## Stored data entries
»»

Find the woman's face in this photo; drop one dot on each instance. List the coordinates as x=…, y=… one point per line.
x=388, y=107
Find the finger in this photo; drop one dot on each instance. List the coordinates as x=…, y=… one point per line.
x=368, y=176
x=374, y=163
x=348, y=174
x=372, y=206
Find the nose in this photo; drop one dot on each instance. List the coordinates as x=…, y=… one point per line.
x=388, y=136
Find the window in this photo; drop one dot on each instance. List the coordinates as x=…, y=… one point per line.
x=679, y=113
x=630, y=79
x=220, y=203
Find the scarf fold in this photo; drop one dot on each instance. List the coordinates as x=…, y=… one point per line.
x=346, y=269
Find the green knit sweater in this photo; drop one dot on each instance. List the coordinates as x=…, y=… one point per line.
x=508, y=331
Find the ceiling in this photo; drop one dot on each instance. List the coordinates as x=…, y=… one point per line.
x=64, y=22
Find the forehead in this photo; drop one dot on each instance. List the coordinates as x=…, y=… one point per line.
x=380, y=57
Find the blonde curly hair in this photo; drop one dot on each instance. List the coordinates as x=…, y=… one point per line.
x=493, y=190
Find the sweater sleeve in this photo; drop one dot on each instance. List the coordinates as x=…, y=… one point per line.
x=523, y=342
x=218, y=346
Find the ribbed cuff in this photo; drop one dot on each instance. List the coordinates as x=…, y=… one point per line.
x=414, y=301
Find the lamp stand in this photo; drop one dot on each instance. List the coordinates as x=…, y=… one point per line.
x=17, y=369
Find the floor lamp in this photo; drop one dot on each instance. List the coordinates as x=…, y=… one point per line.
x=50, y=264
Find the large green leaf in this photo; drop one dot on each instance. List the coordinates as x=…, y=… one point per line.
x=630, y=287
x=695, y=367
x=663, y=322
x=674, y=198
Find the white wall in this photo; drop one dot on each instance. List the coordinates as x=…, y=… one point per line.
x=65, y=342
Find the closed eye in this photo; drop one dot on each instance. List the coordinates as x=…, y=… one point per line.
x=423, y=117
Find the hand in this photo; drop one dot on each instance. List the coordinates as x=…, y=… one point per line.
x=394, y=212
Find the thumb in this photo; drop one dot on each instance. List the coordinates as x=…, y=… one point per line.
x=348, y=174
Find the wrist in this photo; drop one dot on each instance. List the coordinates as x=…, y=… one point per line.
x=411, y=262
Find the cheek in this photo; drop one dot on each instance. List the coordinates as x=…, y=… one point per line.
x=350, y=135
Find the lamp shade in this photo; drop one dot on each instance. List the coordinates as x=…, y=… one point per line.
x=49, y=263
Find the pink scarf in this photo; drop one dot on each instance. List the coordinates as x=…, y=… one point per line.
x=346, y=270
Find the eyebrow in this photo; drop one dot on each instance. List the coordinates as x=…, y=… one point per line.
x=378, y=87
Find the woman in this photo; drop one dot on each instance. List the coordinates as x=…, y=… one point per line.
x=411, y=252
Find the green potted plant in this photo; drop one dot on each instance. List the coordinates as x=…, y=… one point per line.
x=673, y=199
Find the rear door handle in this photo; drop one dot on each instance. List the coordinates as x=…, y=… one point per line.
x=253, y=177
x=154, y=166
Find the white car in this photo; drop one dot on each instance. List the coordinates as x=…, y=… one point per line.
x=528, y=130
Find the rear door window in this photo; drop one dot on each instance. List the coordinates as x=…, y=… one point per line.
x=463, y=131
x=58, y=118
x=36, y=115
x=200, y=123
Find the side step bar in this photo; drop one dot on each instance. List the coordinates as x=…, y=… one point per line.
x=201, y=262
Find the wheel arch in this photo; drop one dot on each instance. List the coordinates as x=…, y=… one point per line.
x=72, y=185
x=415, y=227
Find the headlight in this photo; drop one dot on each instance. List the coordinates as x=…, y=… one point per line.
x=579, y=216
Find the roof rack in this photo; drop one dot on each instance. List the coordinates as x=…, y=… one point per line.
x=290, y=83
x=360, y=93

««

## Required action
The entries above must be returned in full, exactly as shown.

## Solution
Find the woman's face in this photo; drop one dot on each instance. List the coordinates as x=…, y=… one point per line.
x=388, y=107
Find the finger in this photo; drop one dot on each instance. List the coordinates as x=…, y=… one point per line.
x=368, y=176
x=374, y=163
x=348, y=174
x=372, y=206
Find the nose in this photo; drop one dot on each instance. List the coordinates as x=…, y=… one point per line.
x=388, y=136
Find the window in this photo; drop one dot on each instance. List the coordinates as x=…, y=… one point per line.
x=679, y=113
x=630, y=79
x=220, y=203
Find the scarf fold in this photo; drop one dot on each instance. List the coordinates as x=…, y=… one point per line.
x=346, y=269
Find the green knit sweater in this photo; drop one dot on each instance. List the coordinates as x=…, y=… one point per line.
x=508, y=331
Find the ceiling in this photo; drop one dot on each instance. List the coordinates as x=…, y=… one point per line.
x=64, y=22
Find the forehead in this photo; drop one dot on each instance. List the coordinates as x=…, y=… one point per line.
x=380, y=57
Find the blonde curly hair in this photo; drop one dot on each instance. List the coordinates as x=…, y=… one point per line.
x=493, y=190
Find the sweater sleeve in this photo; drop one dot on each instance. List the coordinates as x=…, y=… one point per line.
x=523, y=342
x=218, y=346
Find the ribbed cuff in this photo; drop one dot on each instance. List the coordinates as x=…, y=… one point per line.
x=414, y=301
Find the lamp stand in this photo; drop one dot on each instance. List the coordinates as x=…, y=… one point per line.
x=17, y=369
Find the floor lamp in this photo; drop one dot on each instance. List the coordinates as x=…, y=… one point per line.
x=50, y=264
Find the large green leaf in this photo; drop one dot on each instance. List the coordinates as x=…, y=… one point per line.
x=630, y=287
x=695, y=367
x=663, y=322
x=674, y=198
Find the white wall in this photo; drop one dot on each instance. List the coordinates as x=…, y=… one point per line.
x=65, y=342
Find the closed eye in this photo; drop one dot on each instance. List the coordinates as x=…, y=… one point per line.
x=423, y=117
Find the hand in this photo; drop one dot on each instance. List the coordinates as x=…, y=… one point per line.
x=394, y=212
Find the thumb in this photo; drop one dot on each instance. List the coordinates as x=…, y=… one point per line.
x=348, y=174
Find the wrist in this photo; drop one dot on each instance. List the coordinates as x=…, y=… one point per line.
x=411, y=262
Find the cheek in this photo; drop one dot on each instance. List the coordinates as x=…, y=… one point per line.
x=350, y=135
Find the lamp shade in this photo; drop one dot on each instance. List the coordinates as x=…, y=… one point per line.
x=49, y=263
Find the pink scarf in this photo; drop one dot on each instance. List the coordinates as x=…, y=… one point per line.
x=346, y=270
Find the eyebrow in this photo; drop one dot on each instance. List the coordinates as x=…, y=… one point per line.
x=378, y=87
Find the woman in this photo; drop one dot on each instance. List the coordinates as x=…, y=… one point per line.
x=411, y=252
Find the green potted plant in this photo; drop one dot on each instance. List the coordinates as x=…, y=… one point per line.
x=673, y=199
Find the rear door handle in this photo; drop one dot on each instance. List the coordinates as x=…, y=… one point per line.
x=253, y=177
x=154, y=166
Find the white car in this photo; drop one dot on each instance. List the coordinates as x=…, y=… one point per line.
x=528, y=130
Find the rear door window in this photo; drop one dot on each instance. List the coordinates as x=…, y=… one point per line.
x=463, y=131
x=58, y=118
x=36, y=115
x=200, y=123
Find the side step bar in this photo; drop one dot on each instance. List the coordinates as x=…, y=… one point per line.
x=201, y=262
Find the wheel arch in this photo; drop one dot on each instance. List the coordinates as x=…, y=… one point per line.
x=72, y=185
x=415, y=227
Find the headlight in this photo; drop one dot on each instance. List the coordinates as x=…, y=… one point per line.
x=579, y=216
Find the roof rack in this photo; drop one dot on each instance. List the coordinates as x=…, y=… one point per line.
x=290, y=83
x=360, y=93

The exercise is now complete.